INPUT -
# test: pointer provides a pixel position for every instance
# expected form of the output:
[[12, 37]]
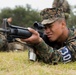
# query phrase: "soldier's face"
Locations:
[[54, 31]]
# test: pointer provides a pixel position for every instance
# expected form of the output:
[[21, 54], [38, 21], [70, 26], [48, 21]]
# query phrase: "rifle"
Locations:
[[12, 31]]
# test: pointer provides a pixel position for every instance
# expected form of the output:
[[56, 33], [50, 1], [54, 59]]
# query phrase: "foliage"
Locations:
[[22, 16], [17, 63]]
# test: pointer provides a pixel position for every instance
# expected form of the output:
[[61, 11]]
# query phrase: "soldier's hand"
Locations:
[[34, 39]]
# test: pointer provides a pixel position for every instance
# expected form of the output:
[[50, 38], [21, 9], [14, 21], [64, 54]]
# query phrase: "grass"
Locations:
[[17, 63]]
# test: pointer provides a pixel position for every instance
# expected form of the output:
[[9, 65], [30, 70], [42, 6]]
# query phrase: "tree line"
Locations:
[[26, 16]]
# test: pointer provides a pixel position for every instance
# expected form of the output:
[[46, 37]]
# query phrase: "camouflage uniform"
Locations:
[[53, 53], [3, 42]]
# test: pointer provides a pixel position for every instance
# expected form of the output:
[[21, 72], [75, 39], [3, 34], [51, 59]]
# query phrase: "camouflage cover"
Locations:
[[53, 55]]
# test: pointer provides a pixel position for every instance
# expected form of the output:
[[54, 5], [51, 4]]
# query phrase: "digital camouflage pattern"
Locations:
[[2, 41], [49, 15], [64, 5], [53, 55]]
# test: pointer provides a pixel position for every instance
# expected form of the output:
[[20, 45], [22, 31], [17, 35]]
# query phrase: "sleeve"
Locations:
[[47, 54]]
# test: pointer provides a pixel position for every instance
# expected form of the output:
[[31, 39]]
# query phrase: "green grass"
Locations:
[[17, 63]]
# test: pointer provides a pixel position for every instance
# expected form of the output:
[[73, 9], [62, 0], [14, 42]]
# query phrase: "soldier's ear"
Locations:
[[63, 24]]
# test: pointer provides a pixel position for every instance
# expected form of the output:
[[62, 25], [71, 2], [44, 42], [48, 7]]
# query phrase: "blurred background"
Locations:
[[26, 12]]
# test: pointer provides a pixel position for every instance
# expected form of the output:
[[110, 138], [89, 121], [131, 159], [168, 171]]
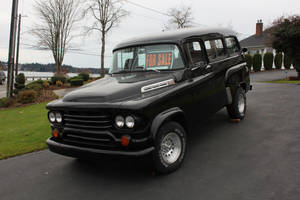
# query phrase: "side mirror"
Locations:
[[244, 50], [198, 65]]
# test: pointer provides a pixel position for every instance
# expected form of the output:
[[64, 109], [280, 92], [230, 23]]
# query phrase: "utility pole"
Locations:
[[18, 46], [12, 45]]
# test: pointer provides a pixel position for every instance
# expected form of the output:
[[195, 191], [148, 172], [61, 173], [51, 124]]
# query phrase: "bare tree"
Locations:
[[57, 20], [107, 14], [180, 17]]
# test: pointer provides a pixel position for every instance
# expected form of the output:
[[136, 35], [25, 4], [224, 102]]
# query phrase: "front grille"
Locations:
[[89, 129]]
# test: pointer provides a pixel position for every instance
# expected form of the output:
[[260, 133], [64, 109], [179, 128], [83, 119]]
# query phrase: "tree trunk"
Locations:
[[102, 54], [58, 68], [296, 65]]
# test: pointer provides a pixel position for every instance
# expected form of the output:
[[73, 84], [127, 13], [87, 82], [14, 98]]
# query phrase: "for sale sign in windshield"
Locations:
[[159, 59]]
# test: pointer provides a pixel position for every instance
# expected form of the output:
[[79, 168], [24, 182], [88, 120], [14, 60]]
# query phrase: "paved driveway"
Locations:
[[257, 159], [3, 90]]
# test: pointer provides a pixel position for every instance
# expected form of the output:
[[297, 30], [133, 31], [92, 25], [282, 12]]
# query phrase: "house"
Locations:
[[256, 43]]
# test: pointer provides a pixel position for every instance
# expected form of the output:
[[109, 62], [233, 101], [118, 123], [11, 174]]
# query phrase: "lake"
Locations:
[[47, 74]]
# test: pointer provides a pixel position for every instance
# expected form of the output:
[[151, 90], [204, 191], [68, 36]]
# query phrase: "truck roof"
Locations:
[[173, 36]]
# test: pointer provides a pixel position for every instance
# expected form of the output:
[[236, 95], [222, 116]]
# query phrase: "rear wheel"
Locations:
[[170, 147], [237, 109]]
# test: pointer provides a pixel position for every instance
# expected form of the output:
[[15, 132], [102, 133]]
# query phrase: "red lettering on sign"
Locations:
[[159, 59]]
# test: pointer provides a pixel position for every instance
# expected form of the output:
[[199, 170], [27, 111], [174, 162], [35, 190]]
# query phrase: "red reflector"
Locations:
[[125, 140], [55, 133]]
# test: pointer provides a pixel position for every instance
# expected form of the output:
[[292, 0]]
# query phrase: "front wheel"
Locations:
[[170, 147], [237, 109]]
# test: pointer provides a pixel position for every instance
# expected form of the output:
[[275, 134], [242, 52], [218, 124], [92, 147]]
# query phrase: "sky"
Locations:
[[241, 16]]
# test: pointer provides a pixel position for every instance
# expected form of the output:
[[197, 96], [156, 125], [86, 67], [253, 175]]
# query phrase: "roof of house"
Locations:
[[254, 41], [173, 36]]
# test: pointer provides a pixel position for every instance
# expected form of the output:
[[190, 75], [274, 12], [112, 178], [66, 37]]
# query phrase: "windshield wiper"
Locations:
[[121, 71]]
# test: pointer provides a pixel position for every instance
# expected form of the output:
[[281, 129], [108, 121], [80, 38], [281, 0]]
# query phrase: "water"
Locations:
[[47, 74]]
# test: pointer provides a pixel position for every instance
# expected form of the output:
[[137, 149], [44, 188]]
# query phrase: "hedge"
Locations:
[[56, 78], [278, 60], [76, 82], [287, 61], [20, 83], [84, 75], [257, 62], [268, 61], [249, 61], [26, 96]]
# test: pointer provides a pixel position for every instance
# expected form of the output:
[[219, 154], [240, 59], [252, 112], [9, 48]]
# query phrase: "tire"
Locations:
[[237, 109], [169, 158]]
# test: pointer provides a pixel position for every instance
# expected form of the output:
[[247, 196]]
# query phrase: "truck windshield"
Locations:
[[147, 58]]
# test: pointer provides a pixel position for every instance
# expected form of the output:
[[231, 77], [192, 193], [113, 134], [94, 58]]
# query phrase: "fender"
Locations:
[[234, 69], [162, 117]]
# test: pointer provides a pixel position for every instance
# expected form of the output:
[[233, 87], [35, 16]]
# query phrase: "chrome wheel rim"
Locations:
[[241, 104], [171, 148]]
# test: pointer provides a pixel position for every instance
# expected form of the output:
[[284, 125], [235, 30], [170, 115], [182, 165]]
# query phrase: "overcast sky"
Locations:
[[239, 15]]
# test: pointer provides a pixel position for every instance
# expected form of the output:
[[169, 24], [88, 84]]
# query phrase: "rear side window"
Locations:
[[215, 49], [195, 51], [232, 46]]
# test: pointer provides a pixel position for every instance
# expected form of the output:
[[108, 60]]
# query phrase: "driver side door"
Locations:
[[202, 80]]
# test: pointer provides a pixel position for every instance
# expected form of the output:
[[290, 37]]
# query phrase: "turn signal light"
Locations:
[[125, 140], [55, 133]]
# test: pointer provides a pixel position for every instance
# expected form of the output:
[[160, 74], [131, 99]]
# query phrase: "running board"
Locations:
[[229, 96]]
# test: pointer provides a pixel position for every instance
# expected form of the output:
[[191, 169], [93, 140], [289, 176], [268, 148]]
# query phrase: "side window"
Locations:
[[232, 46], [195, 51], [215, 49]]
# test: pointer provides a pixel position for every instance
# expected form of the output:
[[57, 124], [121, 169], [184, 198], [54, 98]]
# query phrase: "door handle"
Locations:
[[208, 67]]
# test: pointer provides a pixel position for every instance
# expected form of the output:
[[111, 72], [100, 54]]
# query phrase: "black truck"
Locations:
[[158, 87]]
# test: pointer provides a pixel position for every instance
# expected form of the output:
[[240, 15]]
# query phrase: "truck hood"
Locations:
[[119, 87]]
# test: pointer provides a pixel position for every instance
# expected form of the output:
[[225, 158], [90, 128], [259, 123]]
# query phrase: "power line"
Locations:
[[159, 12], [166, 14], [70, 51]]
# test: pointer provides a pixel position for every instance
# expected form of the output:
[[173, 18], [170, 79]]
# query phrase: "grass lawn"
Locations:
[[23, 130], [283, 81]]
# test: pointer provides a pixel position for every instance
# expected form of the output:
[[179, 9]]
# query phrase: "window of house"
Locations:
[[215, 49], [232, 45]]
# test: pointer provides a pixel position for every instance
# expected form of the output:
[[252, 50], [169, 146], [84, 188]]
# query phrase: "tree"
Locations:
[[284, 35], [107, 14], [57, 21], [180, 17]]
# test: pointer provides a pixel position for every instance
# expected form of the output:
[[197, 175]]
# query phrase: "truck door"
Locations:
[[202, 86]]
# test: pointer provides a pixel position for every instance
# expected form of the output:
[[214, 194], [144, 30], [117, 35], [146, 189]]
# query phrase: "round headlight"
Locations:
[[119, 121], [51, 117], [58, 117], [129, 122]]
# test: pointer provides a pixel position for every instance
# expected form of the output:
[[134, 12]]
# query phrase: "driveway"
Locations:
[[257, 159], [3, 90]]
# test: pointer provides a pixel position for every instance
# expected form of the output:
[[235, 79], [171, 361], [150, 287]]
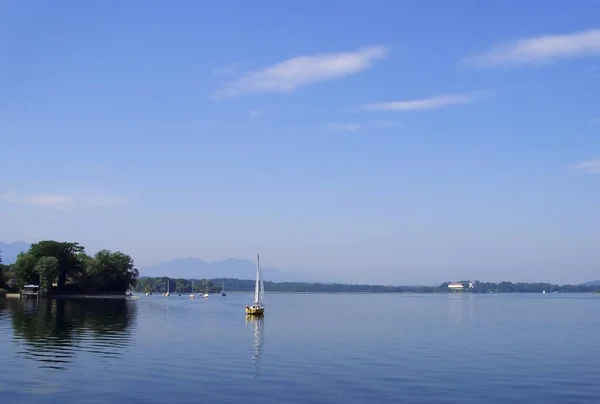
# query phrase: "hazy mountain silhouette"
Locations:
[[11, 250], [592, 283], [230, 268]]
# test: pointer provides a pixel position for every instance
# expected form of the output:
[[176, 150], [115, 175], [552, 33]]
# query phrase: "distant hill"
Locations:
[[230, 268], [11, 250], [592, 283]]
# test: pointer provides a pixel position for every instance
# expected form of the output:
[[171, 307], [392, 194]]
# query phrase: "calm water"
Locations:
[[309, 348]]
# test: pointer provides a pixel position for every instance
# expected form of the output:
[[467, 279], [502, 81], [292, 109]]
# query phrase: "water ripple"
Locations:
[[307, 348]]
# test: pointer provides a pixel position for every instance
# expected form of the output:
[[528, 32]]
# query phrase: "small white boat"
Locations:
[[258, 308], [166, 294]]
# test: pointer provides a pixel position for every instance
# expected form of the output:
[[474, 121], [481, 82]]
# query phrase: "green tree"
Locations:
[[69, 266], [47, 270], [112, 271], [24, 269]]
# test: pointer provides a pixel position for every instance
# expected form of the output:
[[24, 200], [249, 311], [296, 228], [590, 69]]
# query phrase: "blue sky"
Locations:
[[386, 141]]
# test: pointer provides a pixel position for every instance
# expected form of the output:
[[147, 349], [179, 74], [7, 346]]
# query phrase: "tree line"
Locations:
[[176, 285], [159, 284], [65, 267]]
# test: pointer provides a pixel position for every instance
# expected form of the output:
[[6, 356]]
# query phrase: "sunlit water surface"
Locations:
[[308, 348]]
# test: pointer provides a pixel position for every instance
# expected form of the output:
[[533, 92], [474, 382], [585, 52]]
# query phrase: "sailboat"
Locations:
[[205, 295], [192, 295], [257, 307], [168, 288]]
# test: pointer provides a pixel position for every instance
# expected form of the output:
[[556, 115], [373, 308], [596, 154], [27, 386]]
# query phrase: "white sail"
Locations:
[[258, 281], [262, 288]]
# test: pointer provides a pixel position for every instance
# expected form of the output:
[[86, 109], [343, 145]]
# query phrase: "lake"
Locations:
[[308, 348]]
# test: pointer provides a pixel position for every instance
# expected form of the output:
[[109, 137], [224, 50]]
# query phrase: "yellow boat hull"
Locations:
[[256, 311]]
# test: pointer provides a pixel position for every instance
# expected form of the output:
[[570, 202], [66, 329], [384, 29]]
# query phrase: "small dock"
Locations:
[[30, 291]]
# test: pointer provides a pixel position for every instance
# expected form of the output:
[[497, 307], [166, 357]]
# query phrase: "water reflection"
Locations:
[[259, 326], [53, 332]]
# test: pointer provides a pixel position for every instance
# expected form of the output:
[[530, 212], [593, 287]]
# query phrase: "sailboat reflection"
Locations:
[[259, 327]]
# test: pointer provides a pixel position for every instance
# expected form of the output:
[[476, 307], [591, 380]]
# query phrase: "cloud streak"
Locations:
[[297, 72], [591, 166], [353, 127], [62, 202], [435, 102], [345, 127], [538, 50]]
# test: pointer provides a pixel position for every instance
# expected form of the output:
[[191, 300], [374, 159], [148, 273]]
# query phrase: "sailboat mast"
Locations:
[[257, 285]]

SHORT PROBLEM - List every line of the records that contains the word "door".

RESULT OF THE EXERCISE -
# query phrase: "driver side door"
# query phrase: "door handle"
# query phrase: "truck door"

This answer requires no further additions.